* START TASK DATA *

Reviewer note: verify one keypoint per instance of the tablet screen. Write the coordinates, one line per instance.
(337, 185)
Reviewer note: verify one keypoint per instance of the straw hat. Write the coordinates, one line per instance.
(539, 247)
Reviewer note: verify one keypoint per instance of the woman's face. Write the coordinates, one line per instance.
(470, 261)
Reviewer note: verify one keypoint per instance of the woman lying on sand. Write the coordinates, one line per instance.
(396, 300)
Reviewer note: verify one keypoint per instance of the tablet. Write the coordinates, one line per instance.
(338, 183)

* END TASK DATA *

→ SET EXERCISE
Can you set out every line of the material above as a Markdown table with two columns, "Row" for the line's number and "Line text" for the line itself, leaving out any blank lines?

→ SOLUTION
| Row | Line text |
|---|---|
| 1 | Reviewer note: verify one keypoint per instance of the tablet screen. Write the coordinates, one line per instance. |
| 2 | (337, 185) |
| 3 | Reviewer note: verify one keypoint per instance of the straw hat. Write the coordinates, one line per instance. |
| 4 | (539, 247) |
| 5 | Reviewer note: verify one keypoint per instance of the woman's face. Write the coordinates, one line per instance. |
| 6 | (470, 261) |
| 7 | Reviewer note: verify one keypoint per instance of the woman lying on sand. Write the coordinates, one line per instance. |
| 8 | (396, 300) |
| 9 | Reviewer note: verify one keypoint per instance of the tablet. Write the coordinates, one line per instance. |
| 10 | (338, 183) |